▶ _Written task_: Pull out every line of the data below that contains the string "visibility".

++++++++++++++++++++

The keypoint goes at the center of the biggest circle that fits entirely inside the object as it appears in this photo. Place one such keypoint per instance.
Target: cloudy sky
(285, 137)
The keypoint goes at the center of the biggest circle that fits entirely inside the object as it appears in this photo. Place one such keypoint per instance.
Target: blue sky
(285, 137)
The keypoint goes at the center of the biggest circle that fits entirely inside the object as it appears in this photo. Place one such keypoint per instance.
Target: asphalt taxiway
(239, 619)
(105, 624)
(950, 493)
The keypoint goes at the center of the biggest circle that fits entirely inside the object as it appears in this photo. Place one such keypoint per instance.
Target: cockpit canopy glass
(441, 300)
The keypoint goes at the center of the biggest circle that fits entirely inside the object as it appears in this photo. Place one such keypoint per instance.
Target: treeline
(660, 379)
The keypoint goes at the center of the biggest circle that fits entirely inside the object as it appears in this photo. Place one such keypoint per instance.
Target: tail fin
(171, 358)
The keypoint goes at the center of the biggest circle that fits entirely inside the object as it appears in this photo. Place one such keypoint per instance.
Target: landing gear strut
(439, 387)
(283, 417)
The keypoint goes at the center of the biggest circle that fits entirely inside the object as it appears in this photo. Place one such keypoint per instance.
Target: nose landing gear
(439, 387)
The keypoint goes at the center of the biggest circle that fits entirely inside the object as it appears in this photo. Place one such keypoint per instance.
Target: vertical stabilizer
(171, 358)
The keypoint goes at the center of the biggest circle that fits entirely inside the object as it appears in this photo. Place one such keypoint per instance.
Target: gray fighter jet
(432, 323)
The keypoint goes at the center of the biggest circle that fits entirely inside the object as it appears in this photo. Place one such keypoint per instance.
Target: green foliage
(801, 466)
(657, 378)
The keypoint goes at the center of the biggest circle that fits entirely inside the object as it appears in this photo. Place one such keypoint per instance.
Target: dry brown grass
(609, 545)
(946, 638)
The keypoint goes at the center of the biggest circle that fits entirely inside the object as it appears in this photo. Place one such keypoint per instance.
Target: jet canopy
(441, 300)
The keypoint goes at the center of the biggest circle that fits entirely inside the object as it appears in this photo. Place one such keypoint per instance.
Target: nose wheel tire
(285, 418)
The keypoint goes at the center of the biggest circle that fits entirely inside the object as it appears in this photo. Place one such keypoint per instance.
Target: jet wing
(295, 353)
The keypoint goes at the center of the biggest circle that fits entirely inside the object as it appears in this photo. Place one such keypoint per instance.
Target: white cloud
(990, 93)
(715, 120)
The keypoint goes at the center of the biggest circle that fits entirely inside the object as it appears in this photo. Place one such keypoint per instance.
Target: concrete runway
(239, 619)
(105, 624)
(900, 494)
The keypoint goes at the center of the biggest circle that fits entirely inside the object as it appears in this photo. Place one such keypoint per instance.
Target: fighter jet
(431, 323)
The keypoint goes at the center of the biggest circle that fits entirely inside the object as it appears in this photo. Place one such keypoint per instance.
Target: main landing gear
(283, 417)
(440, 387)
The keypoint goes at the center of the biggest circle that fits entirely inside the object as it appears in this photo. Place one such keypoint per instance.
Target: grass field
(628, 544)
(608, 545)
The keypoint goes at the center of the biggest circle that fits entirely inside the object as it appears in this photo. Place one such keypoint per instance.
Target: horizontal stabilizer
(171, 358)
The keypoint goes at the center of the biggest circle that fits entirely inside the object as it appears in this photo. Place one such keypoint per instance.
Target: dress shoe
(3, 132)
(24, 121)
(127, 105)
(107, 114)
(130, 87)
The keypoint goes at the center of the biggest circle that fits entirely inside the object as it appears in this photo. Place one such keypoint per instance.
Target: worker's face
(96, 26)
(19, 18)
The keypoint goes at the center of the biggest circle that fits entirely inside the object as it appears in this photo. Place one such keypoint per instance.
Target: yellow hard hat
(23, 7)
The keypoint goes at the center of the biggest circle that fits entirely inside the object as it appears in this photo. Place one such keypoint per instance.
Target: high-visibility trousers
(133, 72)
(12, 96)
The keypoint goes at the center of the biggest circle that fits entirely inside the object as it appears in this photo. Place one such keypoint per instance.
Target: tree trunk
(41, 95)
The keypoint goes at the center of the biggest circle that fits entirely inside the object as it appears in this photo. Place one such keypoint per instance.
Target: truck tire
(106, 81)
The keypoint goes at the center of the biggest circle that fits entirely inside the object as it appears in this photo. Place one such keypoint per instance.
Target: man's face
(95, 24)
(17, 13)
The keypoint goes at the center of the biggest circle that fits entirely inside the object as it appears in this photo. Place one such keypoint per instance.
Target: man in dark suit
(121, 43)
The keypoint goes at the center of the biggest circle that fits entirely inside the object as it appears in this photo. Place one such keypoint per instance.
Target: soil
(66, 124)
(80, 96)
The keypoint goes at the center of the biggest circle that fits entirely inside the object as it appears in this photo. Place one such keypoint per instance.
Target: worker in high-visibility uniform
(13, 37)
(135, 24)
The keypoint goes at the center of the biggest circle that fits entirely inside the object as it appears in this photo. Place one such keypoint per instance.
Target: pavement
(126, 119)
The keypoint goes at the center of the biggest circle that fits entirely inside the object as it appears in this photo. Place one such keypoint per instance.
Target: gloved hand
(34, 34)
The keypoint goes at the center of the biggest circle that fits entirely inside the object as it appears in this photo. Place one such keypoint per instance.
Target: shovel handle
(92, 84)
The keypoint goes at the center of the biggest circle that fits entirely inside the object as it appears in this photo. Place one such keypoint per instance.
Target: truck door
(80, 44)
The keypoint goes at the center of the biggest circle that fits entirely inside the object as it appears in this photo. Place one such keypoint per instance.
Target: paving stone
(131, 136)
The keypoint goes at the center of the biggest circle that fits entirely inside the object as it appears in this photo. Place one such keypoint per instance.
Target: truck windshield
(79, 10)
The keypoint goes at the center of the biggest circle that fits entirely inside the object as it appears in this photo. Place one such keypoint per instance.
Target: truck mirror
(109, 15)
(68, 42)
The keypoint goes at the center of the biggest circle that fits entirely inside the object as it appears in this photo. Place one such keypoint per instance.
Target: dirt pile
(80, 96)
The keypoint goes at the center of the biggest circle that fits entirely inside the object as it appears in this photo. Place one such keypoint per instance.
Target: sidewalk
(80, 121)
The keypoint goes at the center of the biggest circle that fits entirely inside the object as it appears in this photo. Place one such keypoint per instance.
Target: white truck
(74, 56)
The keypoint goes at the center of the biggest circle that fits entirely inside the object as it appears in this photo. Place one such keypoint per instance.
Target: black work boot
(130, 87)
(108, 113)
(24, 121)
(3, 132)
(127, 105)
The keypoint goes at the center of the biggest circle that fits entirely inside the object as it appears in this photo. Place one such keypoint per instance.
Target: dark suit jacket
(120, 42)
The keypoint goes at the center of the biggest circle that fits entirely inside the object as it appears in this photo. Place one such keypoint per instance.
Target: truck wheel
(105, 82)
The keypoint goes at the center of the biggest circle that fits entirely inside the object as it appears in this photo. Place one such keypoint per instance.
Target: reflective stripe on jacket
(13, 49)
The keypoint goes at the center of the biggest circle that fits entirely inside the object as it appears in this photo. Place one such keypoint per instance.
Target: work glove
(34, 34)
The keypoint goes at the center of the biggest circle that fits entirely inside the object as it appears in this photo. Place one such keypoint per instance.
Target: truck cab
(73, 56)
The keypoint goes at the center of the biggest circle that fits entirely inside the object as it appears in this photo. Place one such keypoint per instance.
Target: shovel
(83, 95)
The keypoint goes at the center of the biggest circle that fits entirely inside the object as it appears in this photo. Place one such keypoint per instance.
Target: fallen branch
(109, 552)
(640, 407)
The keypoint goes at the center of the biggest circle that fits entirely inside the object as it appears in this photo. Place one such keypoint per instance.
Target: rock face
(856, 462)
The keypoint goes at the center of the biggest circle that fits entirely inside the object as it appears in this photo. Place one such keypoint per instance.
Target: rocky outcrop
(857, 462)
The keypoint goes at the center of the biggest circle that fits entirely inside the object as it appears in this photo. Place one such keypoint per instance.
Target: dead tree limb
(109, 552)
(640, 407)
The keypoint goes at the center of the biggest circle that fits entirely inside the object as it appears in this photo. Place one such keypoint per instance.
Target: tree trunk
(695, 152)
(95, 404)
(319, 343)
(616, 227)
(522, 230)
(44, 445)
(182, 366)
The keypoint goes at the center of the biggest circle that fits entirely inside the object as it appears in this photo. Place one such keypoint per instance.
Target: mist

++++++++++++++++++++

▶ _Task response_:
Target: high-visibility trousers
Target: worker in high-visibility uniform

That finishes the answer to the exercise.